Output exactly the lines from the line with "Could you point out the red jersey with" through the end of the records below. Include nothing else.

**** PROVIDED DATA ****

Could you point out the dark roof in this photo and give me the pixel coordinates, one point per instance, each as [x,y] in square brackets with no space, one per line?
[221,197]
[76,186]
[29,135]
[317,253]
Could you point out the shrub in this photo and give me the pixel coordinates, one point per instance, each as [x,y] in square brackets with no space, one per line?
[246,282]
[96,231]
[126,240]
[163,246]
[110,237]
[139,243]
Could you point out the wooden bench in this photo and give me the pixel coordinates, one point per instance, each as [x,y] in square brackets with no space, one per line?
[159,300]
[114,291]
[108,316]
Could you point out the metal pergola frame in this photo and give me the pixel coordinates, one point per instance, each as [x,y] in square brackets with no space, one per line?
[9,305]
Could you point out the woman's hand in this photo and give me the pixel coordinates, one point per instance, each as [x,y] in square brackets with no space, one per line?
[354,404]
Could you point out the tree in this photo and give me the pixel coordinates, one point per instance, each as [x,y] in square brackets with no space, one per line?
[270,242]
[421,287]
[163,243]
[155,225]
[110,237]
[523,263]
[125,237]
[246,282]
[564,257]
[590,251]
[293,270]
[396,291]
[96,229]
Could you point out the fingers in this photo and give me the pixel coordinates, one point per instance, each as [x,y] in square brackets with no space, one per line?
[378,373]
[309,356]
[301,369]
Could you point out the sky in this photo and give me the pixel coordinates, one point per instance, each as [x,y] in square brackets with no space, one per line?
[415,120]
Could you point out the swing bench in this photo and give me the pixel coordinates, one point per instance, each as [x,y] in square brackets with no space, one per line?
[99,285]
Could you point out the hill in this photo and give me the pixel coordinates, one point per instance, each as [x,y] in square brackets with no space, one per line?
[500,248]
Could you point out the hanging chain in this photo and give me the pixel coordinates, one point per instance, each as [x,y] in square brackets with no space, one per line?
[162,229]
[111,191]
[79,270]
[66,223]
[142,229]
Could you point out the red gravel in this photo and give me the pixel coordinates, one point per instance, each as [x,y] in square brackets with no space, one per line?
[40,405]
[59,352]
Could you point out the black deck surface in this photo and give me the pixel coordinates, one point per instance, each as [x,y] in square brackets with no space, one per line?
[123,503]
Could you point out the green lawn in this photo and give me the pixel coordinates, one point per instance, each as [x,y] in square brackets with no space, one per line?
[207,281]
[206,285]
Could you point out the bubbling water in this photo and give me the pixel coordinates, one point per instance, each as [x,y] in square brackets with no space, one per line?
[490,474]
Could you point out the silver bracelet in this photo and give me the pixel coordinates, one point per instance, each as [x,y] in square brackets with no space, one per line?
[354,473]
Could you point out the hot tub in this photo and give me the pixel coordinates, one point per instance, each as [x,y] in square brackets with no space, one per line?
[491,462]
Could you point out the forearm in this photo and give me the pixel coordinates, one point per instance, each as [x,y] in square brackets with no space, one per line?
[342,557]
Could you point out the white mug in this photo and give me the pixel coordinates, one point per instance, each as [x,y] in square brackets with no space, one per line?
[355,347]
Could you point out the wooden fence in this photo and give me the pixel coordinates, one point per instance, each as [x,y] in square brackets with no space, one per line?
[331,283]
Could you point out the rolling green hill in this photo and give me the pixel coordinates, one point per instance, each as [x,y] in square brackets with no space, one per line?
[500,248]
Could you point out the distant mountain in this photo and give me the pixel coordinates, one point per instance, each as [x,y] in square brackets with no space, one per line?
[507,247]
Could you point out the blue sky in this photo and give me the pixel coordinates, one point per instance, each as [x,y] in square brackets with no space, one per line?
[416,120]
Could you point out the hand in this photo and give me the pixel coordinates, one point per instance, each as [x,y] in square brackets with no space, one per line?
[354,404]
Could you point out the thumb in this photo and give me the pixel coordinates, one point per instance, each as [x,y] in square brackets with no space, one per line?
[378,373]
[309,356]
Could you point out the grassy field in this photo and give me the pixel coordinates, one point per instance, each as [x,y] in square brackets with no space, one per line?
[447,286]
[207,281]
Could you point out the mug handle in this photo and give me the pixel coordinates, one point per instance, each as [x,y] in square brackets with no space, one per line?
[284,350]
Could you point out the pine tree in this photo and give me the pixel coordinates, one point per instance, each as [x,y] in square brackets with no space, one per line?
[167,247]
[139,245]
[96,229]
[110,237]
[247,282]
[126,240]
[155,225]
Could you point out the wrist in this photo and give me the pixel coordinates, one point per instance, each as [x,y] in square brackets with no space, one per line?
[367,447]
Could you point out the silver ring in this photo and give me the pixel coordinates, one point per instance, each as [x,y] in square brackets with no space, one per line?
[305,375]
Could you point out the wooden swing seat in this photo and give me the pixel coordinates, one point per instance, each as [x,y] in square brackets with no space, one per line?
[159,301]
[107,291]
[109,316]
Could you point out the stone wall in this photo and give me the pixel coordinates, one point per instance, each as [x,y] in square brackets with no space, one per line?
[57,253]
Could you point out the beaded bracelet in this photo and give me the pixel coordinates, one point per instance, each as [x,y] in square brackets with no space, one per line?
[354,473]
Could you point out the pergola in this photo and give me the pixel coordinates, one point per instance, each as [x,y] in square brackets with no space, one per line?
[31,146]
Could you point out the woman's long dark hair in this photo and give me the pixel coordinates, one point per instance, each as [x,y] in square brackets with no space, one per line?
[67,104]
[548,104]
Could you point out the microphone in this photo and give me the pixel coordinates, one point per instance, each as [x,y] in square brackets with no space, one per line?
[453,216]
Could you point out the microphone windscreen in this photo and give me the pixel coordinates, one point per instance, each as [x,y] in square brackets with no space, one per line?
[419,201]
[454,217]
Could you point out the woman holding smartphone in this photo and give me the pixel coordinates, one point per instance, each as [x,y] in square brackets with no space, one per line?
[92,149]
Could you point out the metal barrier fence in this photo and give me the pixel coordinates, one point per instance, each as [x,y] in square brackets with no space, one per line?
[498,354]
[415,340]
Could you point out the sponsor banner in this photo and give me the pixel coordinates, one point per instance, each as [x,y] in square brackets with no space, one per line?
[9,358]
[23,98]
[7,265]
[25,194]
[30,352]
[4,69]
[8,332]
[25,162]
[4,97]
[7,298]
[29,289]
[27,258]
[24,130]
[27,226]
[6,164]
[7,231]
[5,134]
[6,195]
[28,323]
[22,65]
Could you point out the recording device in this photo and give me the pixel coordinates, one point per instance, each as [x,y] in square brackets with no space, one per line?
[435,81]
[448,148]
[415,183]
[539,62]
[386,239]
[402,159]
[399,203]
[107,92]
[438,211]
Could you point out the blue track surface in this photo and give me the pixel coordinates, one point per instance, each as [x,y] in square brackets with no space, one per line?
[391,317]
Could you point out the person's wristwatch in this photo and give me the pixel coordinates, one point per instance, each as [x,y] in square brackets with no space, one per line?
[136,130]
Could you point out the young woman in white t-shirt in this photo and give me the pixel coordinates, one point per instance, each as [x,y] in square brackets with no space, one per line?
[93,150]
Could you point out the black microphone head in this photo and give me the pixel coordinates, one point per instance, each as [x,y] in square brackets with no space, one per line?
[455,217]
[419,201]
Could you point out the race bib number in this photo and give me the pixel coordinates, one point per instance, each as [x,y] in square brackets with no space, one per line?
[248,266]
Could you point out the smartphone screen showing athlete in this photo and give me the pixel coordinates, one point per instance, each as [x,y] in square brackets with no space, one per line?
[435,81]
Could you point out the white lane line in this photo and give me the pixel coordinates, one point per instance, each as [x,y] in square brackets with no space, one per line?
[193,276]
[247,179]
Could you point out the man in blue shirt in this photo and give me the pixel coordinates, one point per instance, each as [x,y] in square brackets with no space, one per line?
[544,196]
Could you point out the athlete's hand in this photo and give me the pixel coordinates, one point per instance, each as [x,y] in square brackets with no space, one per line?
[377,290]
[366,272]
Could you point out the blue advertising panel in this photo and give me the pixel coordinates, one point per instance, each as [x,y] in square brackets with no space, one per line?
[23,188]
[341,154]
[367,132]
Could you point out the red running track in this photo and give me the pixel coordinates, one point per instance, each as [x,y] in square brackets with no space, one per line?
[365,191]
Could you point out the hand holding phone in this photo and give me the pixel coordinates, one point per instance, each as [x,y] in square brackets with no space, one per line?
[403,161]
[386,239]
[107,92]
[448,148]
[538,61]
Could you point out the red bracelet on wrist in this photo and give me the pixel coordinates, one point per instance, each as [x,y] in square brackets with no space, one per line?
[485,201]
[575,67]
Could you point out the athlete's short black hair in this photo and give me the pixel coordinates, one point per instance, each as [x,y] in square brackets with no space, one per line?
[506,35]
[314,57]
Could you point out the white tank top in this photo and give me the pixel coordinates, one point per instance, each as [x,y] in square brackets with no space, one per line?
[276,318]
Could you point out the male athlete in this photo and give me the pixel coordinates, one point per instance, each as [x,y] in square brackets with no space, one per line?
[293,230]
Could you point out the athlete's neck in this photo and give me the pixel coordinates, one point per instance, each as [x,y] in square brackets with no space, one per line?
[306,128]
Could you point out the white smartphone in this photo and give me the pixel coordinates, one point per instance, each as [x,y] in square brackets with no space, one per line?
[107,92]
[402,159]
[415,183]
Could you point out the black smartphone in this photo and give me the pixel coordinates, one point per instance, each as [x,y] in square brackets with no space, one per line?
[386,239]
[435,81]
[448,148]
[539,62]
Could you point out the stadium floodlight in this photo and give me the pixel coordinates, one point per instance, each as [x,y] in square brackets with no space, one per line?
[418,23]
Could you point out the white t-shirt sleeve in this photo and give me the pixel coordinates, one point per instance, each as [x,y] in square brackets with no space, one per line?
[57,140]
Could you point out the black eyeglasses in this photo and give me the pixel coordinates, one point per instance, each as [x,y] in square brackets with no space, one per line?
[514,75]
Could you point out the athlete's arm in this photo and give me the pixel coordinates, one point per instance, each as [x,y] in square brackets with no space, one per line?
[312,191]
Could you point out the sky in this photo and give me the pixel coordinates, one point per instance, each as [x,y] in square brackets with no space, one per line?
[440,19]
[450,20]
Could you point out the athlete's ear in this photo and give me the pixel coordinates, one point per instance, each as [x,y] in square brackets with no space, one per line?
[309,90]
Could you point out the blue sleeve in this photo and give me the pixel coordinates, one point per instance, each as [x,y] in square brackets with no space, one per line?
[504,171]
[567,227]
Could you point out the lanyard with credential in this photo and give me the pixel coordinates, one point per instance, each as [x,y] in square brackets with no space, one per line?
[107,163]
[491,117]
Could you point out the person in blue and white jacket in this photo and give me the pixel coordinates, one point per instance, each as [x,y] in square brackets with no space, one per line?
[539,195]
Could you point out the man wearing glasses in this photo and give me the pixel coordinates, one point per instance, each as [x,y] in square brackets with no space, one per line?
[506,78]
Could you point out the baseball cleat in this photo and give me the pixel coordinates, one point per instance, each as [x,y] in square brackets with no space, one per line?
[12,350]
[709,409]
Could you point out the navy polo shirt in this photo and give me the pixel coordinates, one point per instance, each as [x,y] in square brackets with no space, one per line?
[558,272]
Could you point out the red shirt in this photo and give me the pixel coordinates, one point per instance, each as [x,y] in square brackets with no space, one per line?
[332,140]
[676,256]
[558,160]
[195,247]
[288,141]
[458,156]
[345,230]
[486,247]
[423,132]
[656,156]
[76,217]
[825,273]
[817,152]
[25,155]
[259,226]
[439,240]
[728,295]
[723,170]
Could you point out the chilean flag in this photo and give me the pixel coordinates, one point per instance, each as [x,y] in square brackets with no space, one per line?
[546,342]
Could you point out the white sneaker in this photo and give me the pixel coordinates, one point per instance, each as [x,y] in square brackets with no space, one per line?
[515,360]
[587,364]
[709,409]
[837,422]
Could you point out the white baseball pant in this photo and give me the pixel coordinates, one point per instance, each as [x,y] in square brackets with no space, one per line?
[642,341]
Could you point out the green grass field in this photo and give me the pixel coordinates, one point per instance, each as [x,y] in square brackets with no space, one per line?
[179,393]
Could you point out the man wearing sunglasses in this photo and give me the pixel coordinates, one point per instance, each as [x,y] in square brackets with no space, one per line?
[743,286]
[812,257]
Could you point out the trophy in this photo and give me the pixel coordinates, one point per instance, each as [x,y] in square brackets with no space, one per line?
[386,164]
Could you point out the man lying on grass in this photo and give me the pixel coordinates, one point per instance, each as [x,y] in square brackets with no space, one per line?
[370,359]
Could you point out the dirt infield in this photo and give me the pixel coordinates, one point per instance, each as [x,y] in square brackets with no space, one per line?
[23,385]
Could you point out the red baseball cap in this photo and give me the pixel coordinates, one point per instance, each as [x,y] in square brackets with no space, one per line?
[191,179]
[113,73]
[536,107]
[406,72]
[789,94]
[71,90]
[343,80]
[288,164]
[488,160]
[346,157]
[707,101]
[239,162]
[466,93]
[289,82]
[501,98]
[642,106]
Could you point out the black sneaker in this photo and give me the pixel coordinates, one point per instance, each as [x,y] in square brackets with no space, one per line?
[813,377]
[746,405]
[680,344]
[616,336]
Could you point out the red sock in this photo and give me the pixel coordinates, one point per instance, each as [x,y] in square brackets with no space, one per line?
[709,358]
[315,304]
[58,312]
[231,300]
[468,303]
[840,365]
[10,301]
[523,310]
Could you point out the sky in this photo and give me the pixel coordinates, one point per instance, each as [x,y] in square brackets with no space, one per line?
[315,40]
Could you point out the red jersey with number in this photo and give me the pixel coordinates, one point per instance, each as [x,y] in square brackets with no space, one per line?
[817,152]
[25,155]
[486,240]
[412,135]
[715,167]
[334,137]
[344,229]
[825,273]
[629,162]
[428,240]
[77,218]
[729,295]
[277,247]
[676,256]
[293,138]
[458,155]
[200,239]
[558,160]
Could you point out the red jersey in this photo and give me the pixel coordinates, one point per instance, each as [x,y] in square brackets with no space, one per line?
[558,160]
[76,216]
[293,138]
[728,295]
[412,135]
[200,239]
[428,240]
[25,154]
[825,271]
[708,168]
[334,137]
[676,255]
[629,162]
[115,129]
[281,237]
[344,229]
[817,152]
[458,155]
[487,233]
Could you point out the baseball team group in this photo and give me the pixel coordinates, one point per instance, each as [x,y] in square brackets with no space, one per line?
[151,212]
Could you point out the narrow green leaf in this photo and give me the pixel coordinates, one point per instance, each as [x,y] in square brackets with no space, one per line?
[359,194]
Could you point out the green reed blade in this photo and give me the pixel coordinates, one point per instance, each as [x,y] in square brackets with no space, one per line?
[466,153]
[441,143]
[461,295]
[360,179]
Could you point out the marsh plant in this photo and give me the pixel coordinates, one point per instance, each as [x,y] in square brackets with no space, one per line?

****

## WORKED SOLUTION
Could you point out the red jersey with number in this photo and give me the pixel coordinates, one point per instance, each as [x,y] in square brackets with no space, one per line?
[817,152]
[25,155]
[486,240]
[412,135]
[715,167]
[334,137]
[344,229]
[825,273]
[629,162]
[428,240]
[77,218]
[729,295]
[277,247]
[676,256]
[293,138]
[458,155]
[200,239]
[558,160]
Could you point out the red jersey in this photo and give me the pixel coordinates, one point per instance, each as [x,y] in square brackets with no space, one per line?
[558,160]
[76,216]
[293,138]
[728,295]
[412,135]
[200,239]
[428,240]
[25,154]
[825,271]
[708,168]
[334,137]
[676,255]
[629,162]
[115,129]
[281,237]
[344,229]
[817,152]
[458,155]
[487,233]
Could you point out the baseball team group in this photo and give me the pixel coordinates, one point per instance, each as [x,y] in square brackets with no space, one per line?
[151,212]
Could you point out the narrow green leaf in this photo and give me the pixel coordinates, one point per instance, each as [x,y] in square brackets with no space, one per line?
[359,194]
Could you point out the green reed blade in this photo and give me the pixel coordinates, one point per instance, each as [x,y] in square brackets with no space, one per line?
[466,153]
[441,143]
[461,295]
[360,179]
Could you point out the marsh plant in this photo and give me the pixel coordinates, one point per instance, each as [x,y] in square brackets with no space, one per line?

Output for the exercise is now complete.